+++ INPUT

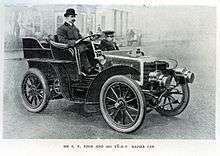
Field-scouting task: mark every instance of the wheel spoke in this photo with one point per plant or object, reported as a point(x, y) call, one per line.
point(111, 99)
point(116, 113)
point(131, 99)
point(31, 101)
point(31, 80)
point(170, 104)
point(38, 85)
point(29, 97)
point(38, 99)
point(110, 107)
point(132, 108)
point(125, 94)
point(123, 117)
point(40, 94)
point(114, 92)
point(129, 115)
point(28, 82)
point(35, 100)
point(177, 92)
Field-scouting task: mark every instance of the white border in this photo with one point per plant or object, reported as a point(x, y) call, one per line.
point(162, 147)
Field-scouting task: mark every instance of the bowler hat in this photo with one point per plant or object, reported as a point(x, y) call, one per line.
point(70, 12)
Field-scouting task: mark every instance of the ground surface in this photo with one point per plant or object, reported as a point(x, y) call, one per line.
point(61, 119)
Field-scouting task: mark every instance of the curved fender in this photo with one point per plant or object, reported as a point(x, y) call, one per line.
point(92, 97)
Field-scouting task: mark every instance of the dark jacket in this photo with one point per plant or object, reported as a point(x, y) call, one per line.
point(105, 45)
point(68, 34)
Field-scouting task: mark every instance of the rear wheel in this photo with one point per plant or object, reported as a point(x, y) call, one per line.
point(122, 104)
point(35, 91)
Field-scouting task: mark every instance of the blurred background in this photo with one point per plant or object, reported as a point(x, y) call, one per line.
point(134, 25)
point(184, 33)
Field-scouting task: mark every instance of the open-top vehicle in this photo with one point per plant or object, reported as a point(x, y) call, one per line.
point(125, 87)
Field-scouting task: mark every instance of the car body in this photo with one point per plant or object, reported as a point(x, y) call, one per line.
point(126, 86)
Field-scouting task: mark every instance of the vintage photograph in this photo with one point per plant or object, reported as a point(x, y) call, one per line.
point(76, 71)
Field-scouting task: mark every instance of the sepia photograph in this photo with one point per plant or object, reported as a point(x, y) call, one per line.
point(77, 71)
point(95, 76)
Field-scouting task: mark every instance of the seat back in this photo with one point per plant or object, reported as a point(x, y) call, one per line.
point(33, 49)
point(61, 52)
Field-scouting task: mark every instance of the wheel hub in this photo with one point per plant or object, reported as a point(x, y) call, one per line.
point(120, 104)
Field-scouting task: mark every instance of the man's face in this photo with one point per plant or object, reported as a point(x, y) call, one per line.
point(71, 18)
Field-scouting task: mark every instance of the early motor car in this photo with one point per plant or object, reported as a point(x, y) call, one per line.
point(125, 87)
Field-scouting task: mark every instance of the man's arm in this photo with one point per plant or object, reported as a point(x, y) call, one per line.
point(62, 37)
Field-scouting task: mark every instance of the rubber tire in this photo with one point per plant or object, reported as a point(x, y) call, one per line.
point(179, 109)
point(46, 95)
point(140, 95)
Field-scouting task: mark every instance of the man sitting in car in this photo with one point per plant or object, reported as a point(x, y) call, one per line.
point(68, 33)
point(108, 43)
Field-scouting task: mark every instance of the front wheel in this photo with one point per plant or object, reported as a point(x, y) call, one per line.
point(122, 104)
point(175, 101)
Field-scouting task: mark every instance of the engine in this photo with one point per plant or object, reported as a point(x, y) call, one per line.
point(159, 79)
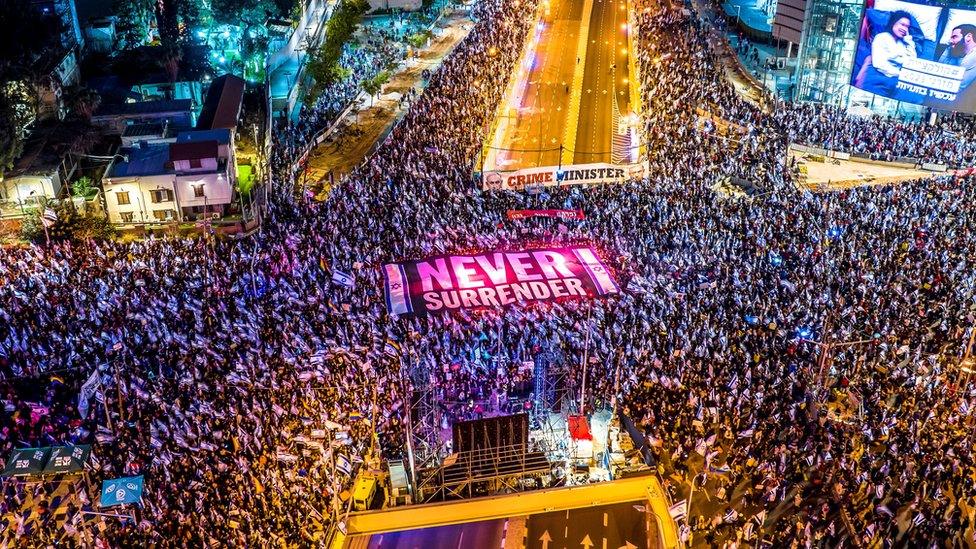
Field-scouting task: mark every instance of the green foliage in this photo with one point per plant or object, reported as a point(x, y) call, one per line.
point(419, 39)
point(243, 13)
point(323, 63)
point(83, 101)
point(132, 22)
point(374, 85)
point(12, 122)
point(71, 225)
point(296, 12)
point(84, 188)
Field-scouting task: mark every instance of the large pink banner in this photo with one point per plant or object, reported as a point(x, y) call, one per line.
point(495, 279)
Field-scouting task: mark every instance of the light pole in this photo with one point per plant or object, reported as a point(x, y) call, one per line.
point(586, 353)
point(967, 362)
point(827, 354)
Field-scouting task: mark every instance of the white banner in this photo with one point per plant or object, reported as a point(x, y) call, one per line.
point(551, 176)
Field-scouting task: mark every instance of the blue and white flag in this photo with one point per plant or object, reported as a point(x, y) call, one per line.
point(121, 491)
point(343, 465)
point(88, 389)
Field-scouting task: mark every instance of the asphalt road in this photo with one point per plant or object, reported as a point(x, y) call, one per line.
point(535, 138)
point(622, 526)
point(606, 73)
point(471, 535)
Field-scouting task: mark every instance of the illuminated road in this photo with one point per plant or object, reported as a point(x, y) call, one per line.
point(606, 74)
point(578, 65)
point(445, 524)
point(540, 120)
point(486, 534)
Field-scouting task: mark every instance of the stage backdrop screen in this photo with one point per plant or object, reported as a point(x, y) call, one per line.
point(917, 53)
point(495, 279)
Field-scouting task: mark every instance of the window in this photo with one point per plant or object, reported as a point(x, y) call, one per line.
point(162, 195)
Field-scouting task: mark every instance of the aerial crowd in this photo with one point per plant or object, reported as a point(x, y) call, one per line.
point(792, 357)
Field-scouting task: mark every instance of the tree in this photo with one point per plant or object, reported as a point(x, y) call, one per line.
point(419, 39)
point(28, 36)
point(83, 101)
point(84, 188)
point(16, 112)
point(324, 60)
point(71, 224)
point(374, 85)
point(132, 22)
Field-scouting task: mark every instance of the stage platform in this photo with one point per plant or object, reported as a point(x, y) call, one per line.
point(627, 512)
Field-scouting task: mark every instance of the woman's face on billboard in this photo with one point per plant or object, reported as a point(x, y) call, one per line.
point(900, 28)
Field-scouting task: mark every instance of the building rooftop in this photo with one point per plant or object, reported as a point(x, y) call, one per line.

++++++

Please copy every line of the records above word for word, leaving out the pictures.

WORKED ANSWER.
Field-scouting task: mark every instance of the wheel spoke in this photo with one point per plant or object, reported as a point(x, y) call, one per line.
point(111, 99)
point(116, 113)
point(131, 99)
point(31, 101)
point(31, 80)
point(170, 104)
point(38, 85)
point(29, 97)
point(38, 99)
point(110, 107)
point(132, 108)
point(125, 94)
point(123, 117)
point(40, 94)
point(114, 92)
point(129, 115)
point(28, 82)
point(35, 100)
point(177, 92)
Field-scouting task: mark every instance of the white border in this photo with one point per plant or object, reported as a point(x, y) call, one per line.
point(162, 147)
Field-scouting task: mark every instance of the bowler hat in this photo with one point per plant or object, reported as a point(x, y) call, one per line.
point(70, 12)
Field-scouting task: mark every instance of the ground surface in this photo with one point per plant or object, reported as a point(x, y) call, one per line.
point(61, 119)
Field-scouting task: mark every instance of the curved fender in this photo with one point per plant or object, reported as a point(x, y) call, one per line.
point(92, 97)
Field-scouting task: mark every instance of the dark jacket in this photo with one point per plant or object, reported as a point(x, y) call, one per line.
point(105, 45)
point(68, 34)
Field-scouting task: mark every instance of the rear wheel in this photo with one point per plant or object, reported as a point(x, y) call, one per line.
point(122, 104)
point(35, 91)
Field-scouting task: mark every instance of the blurred background in this photo with one point per plant or object, reported as a point(x, y) call, one per line.
point(134, 25)
point(184, 33)
Field-scouting task: mark every instance of the open-top vehicle in this photo with one point per plant or object, reported as a point(x, y) call, one per line.
point(125, 87)
Field-scouting task: mark every instance of the car body in this photo with one point per plant or object, reported as a point(x, y) call, one per line.
point(126, 86)
Field-scouting task: mark every instance of the vintage photograph in this photo with one point per plant or object, reported as a point(x, y) call, one per line.
point(76, 71)
Field-scouting task: mark every instance of the sepia photograph in this photo with one point per plant or object, reported as a point(x, y) call, one per line.
point(77, 71)
point(95, 76)
Field-scouting task: mark every instance of the seat back in this photo with one point per plant or object, reported as a point(x, y) call, one per line.
point(33, 49)
point(61, 52)
Field-scouting task: mark every instance of the wheel hub in this photo with one point per plant or object, reported as a point(x, y) call, one per line.
point(120, 104)
Field-scouting task: mark every instance of the man's face in this photo with one point per plant or object, reported as a point(x, y) call, one per line.
point(71, 18)
Field-scouting task: mark every instance of the early motor car in this photo with one point per plant or object, reported as a point(x, y) call, one per line.
point(125, 87)
Field-scouting task: mark every instance of the man's arm in this photo with one point per plant or object, reported as a point(x, y) call, one per line.
point(62, 37)
Field-scouting task: mark every instance of the rubber tire in this photo with one point per plant or object, reported as a point(x, y) call, one per line.
point(179, 109)
point(46, 95)
point(140, 95)
Field-scouting task: mark every instance of the man sitting in car in this photo with one point per plant or object, reported as a point(x, y) call, one per line.
point(68, 33)
point(108, 43)
Field-scouting task: mark every instance of the front wheel in this photo with one point per plant or object, reported as a point(x, y) call, one per line.
point(122, 104)
point(175, 101)
Field-scouting task: mark every instance of the engine in this photo with one point per plant or object, reported as a point(x, y) call, one per line.
point(159, 79)
Field-scouting task: mark every instance of the green foliage in this photo with one point per plant or object, reported as a point(x, y) call, one per line.
point(419, 39)
point(243, 13)
point(323, 63)
point(83, 101)
point(132, 22)
point(374, 85)
point(12, 122)
point(71, 225)
point(296, 12)
point(84, 188)
Field-scouting task: mark every instance of the large pink banner in this photo with one point per plant or object, reported as a point(x, y) call, one per line.
point(495, 279)
Field-scouting task: mark every instance of the light pole in this photo with one point per plant or object, reported as a point(x, y) call, one per line.
point(586, 353)
point(967, 362)
point(827, 354)
Field-scouting task: mark every instance of the white banner in this photo with one point per plant or object, reported as a point(x, y) call, one per line.
point(551, 176)
Field-scouting task: mark every instance of the blue and white flag in this photo with one point per plant or object, reported as a point(x, y) call, one per line.
point(121, 491)
point(343, 465)
point(88, 389)
Field-scouting task: mark every instance of the asphalt road in this photo with one point per plant or object, reported as a point(x, y) call, one per line.
point(535, 138)
point(622, 526)
point(606, 73)
point(471, 535)
Field-scouting task: mark every instance of the illuminated road in this photo with one point per plant or object, reported as a point(x, y) call, one per line.
point(606, 74)
point(578, 65)
point(445, 524)
point(540, 120)
point(486, 534)
Field-scouting task: mark every instance of the stage backdrop screen in this photo with one point per plant or object, reported as a point(x, y) call, one per line.
point(917, 53)
point(495, 279)
Field-scouting task: mark every instance of the window in this photo with one point per plant or object, reported as a point(x, y) call, one per line.
point(162, 195)
Field-scouting task: mark every instance of the aerial crowd in this photo with one point per plant or object, reported as a point(x, y) call, one per line.
point(792, 357)
Field-scouting task: mark every instance of the tree in this photo with one point per plant or object, reported as a point(x, y) call, one per line.
point(419, 39)
point(28, 36)
point(83, 101)
point(84, 188)
point(16, 112)
point(324, 60)
point(71, 224)
point(374, 85)
point(132, 22)
Field-scouting task: mark every instance of the stage platform in this photo with one point per plant or object, reported as a point(x, y) call, one per line.
point(627, 512)
Field-scouting task: mark every instance of the woman's face on billboard in this photo with one point per plant or object, reported as a point(x, y) call, one per line.
point(900, 28)
Field-scouting task: mark every instance of the building rooftop in this photo with one point per plant or object, reported as a point(x, y) call, one per line.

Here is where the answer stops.